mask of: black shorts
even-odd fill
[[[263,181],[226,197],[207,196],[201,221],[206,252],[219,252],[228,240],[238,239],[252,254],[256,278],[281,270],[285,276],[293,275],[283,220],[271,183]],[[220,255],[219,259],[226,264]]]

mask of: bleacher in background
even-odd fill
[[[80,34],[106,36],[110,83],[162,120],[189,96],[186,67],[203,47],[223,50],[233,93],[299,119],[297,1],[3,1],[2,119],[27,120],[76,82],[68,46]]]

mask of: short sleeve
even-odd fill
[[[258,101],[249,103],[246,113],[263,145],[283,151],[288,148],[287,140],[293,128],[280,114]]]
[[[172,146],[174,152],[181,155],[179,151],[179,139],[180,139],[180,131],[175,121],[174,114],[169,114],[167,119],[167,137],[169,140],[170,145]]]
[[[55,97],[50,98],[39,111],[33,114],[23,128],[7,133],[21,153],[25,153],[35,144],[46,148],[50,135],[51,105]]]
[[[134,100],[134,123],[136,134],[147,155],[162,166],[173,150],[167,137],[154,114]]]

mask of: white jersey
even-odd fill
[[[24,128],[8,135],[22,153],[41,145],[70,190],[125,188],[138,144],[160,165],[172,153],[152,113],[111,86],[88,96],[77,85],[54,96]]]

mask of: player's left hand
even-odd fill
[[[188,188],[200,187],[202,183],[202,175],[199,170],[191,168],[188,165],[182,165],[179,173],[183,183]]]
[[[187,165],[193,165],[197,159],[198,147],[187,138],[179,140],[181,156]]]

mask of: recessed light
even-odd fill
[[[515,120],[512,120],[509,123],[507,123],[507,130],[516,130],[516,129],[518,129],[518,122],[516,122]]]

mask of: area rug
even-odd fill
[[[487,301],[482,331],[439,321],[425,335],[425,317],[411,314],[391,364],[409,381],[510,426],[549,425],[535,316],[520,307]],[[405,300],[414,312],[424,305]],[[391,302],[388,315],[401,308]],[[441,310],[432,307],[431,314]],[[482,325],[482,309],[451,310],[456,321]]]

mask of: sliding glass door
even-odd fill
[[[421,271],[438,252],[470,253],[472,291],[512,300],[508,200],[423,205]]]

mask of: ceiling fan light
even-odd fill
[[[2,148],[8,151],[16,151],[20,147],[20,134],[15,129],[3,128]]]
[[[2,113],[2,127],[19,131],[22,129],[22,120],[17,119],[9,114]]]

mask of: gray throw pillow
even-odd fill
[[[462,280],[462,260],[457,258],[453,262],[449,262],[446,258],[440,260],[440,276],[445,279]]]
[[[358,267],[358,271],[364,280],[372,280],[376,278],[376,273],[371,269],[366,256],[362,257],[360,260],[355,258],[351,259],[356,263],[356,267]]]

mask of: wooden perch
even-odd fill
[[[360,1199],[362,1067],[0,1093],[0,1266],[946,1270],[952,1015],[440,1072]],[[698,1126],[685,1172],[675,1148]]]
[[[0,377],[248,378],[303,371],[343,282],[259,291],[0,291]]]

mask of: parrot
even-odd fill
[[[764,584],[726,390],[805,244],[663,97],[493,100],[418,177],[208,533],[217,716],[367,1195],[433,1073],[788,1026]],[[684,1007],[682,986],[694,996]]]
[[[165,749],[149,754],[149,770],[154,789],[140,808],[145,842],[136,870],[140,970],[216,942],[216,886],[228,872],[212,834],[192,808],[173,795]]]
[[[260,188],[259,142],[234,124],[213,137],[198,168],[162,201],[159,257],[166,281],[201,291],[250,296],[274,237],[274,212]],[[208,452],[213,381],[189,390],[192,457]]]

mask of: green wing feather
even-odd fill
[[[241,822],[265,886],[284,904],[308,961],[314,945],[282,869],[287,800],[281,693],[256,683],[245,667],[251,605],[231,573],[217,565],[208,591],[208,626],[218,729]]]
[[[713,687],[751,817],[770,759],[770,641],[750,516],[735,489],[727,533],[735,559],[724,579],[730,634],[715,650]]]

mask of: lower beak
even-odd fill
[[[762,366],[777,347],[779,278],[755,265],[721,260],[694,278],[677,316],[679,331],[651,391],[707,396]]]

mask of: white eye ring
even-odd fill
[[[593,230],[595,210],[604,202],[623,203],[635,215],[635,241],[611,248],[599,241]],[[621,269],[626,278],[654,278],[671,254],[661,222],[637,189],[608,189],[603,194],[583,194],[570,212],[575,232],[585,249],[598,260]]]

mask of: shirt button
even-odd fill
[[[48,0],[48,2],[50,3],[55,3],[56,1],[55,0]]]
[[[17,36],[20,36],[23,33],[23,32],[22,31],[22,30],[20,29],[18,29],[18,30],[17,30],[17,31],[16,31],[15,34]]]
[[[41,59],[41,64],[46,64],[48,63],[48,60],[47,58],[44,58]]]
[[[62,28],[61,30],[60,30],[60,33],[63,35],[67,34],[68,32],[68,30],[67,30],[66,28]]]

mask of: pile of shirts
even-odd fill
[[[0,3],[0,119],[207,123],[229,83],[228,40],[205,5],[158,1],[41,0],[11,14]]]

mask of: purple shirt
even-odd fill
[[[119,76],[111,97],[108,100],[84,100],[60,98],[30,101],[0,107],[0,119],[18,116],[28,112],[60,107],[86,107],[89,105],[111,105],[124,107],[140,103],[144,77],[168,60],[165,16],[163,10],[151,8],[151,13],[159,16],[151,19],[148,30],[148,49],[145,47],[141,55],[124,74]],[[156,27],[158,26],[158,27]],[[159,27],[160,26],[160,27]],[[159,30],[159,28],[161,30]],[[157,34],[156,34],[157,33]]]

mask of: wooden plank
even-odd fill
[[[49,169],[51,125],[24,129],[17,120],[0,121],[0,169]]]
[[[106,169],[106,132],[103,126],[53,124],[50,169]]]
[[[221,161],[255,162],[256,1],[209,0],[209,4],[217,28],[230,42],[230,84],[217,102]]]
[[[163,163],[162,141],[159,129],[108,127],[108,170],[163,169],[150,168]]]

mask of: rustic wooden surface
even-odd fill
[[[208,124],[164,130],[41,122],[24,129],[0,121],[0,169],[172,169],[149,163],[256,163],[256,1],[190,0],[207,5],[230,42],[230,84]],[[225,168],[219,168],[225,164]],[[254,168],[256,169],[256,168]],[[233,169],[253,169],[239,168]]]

◆ ◆ ◆ ◆ ◆

▶ **EXERCISE DESCRIPTION**
Reproduce each entry exactly, leaving out nothing.

▶ **WRITTEN RESPONSE**
mask of: black shorts
even-odd fill
[[[263,181],[226,197],[207,196],[201,221],[206,252],[219,252],[228,240],[238,239],[252,254],[256,278],[281,270],[285,276],[293,275],[283,220],[271,183]],[[220,255],[219,259],[226,264]]]

mask of: bleacher in background
even-odd fill
[[[80,34],[106,36],[110,83],[162,120],[189,96],[186,67],[203,47],[223,50],[233,93],[299,119],[297,1],[3,1],[2,119],[27,120],[76,82],[68,46]]]

mask of: short sleeve
even-odd fill
[[[258,101],[249,103],[246,113],[263,145],[283,151],[288,148],[287,140],[293,128],[280,114]]]
[[[172,146],[174,152],[181,155],[179,151],[179,139],[180,139],[180,131],[175,121],[174,114],[169,114],[167,119],[167,137],[169,140],[170,145]]]
[[[55,97],[50,98],[39,111],[33,114],[23,128],[7,133],[21,153],[25,153],[35,144],[46,148],[50,135],[51,105]]]
[[[134,100],[134,123],[136,134],[147,155],[162,166],[173,150],[167,137],[154,114]]]

mask of: white jersey
even-odd fill
[[[24,128],[8,135],[22,153],[41,145],[70,190],[125,188],[138,144],[160,165],[172,153],[152,113],[111,86],[88,96],[77,85],[54,96]]]

mask of: player's left hand
even-odd fill
[[[188,188],[200,187],[202,183],[202,175],[199,170],[191,168],[188,165],[182,165],[179,173],[183,183]]]
[[[187,165],[193,165],[197,159],[198,147],[187,138],[179,140],[181,156]]]

mask of: recessed light
even-odd fill
[[[515,120],[512,120],[509,123],[507,123],[507,130],[516,130],[516,129],[518,129],[518,122],[516,122]]]

mask of: area rug
even-odd fill
[[[487,301],[482,331],[439,321],[425,335],[425,317],[411,314],[391,364],[409,381],[510,426],[549,425],[535,316],[520,307]],[[405,300],[414,312],[424,305]],[[391,302],[388,315],[401,308]],[[441,310],[432,307],[431,314]],[[482,325],[482,309],[451,310],[456,321]]]

mask of: sliding glass door
even-odd fill
[[[421,271],[438,252],[470,253],[472,291],[512,300],[508,200],[423,205]]]

mask of: ceiling fan light
even-odd fill
[[[2,148],[8,151],[16,151],[20,147],[20,134],[15,129],[3,128]]]
[[[2,113],[2,127],[19,131],[22,129],[22,120],[17,119],[9,114]]]

mask of: gray throw pillow
even-odd fill
[[[462,280],[462,260],[457,258],[453,262],[449,262],[446,258],[440,260],[440,276],[445,279]]]
[[[358,267],[358,271],[364,280],[372,280],[376,278],[376,273],[371,269],[366,256],[362,257],[360,260],[355,258],[351,259],[356,263],[356,267]]]

mask of: wooden perch
even-odd fill
[[[360,1199],[362,1067],[0,1093],[0,1266],[946,1270],[952,1015],[440,1072]],[[698,1126],[685,1172],[675,1148]]]
[[[0,377],[248,378],[303,371],[343,282],[259,291],[0,291]]]

mask of: parrot
even-odd fill
[[[764,584],[726,390],[805,244],[663,97],[493,100],[418,177],[208,533],[217,716],[367,1195],[433,1073],[788,1026]],[[684,1007],[682,986],[694,996]]]
[[[165,749],[149,754],[149,770],[154,789],[140,808],[145,842],[136,870],[140,970],[216,942],[216,886],[228,872],[212,834],[192,808],[173,795]]]
[[[260,188],[259,142],[234,124],[213,137],[198,168],[162,201],[159,257],[166,281],[201,291],[250,296],[274,237],[274,212]],[[208,452],[213,381],[189,390],[192,457]]]

mask of: green wing feather
even-odd fill
[[[241,822],[265,886],[284,904],[308,961],[314,945],[282,869],[287,800],[281,693],[256,683],[245,667],[251,605],[231,573],[217,565],[208,591],[208,626],[218,729]]]
[[[713,687],[751,817],[770,759],[770,641],[750,516],[735,489],[727,533],[735,559],[724,579],[730,634],[715,650]]]

mask of: lower beak
even-odd fill
[[[762,366],[777,347],[779,278],[755,265],[721,260],[694,278],[677,316],[679,331],[651,391],[707,396]]]

mask of: white eye ring
even-odd fill
[[[593,230],[595,210],[604,202],[623,203],[635,215],[635,241],[611,248],[599,241]],[[621,269],[626,278],[654,278],[671,254],[661,222],[637,189],[608,189],[603,194],[583,194],[570,212],[575,232],[585,249],[598,260]]]

mask of: shirt button
even-odd fill
[[[48,0],[48,2],[50,3],[55,3],[56,1],[55,0]]]
[[[17,36],[20,36],[23,33],[23,32],[22,31],[22,30],[20,29],[18,29],[18,30],[17,30],[17,31],[16,31],[15,34]]]
[[[41,59],[41,64],[46,64],[48,63],[48,60],[47,58],[44,58]]]
[[[62,28],[61,30],[60,30],[60,33],[63,35],[67,34],[68,32],[68,30],[67,30],[66,28]]]

mask of: pile of shirts
even-odd fill
[[[0,3],[0,119],[207,123],[229,83],[228,40],[205,5],[158,1],[41,0],[11,14]]]

mask of: purple shirt
even-odd fill
[[[119,76],[111,97],[108,100],[84,100],[60,98],[30,101],[0,107],[0,119],[18,116],[28,112],[60,107],[86,107],[89,105],[111,105],[124,107],[140,103],[144,77],[168,60],[165,16],[163,10],[151,8],[151,13],[159,16],[151,19],[148,30],[148,49],[145,47],[141,55],[124,74]],[[156,27],[158,26],[158,27]],[[159,27],[160,26],[160,27]],[[159,30],[159,28],[161,30]],[[157,34],[156,34],[157,33]]]

mask of: wooden plank
even-odd fill
[[[49,169],[51,125],[24,129],[17,120],[0,121],[0,169]]]
[[[106,169],[106,132],[103,126],[53,124],[50,169]]]
[[[221,161],[255,162],[256,1],[209,0],[209,4],[217,28],[230,42],[230,84],[217,102]]]
[[[163,163],[162,141],[159,129],[108,127],[108,170],[163,169],[150,168]]]

mask of: rustic wooden surface
even-odd fill
[[[208,124],[164,130],[41,122],[24,129],[0,121],[0,169],[172,169],[149,163],[256,163],[256,1],[190,0],[207,5],[230,42],[230,84]],[[225,168],[219,168],[225,164]],[[254,168],[256,169],[256,168]],[[233,169],[253,169],[239,168]]]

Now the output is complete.